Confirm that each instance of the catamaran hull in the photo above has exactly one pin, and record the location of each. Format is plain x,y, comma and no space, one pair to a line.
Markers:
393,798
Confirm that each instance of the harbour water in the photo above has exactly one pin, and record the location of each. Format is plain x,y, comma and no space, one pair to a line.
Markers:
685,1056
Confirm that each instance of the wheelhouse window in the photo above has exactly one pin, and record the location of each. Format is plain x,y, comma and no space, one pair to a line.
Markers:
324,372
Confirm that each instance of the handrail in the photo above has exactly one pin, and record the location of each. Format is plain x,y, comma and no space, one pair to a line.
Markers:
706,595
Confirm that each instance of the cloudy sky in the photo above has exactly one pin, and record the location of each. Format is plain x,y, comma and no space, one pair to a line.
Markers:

- - - - -

§ **Work required**
Whenever "photo" occurs in a line of the entries, copy that line.

§ **Task response**
Confirm that each instance of the catamaran hull in the photo above has exactly one pin, and record the location of each. Format is plain x,y, comma and no space, one pair to a line.
Confirm that each instance of the harbour water in the photo above has exactly one pin, and record the location of each. Format is plain x,y, comma and no space, one pair to a line.
Confirm that each instance of the wheelhouse window in the photo above has exactly one pin, and record the location of each. Format is plain x,y, comma and no space, one pair to a line.
Confirm that each instance of the handrail in the photo above has exactly one pin, and record the location of each. Format is plain x,y, comma and no space, one pair to a line.
Confirm that each instance of the cloudy sky in the photo above has exactly one pin, and record the location of each. Format is plain x,y, comma and no space, one pair to a line.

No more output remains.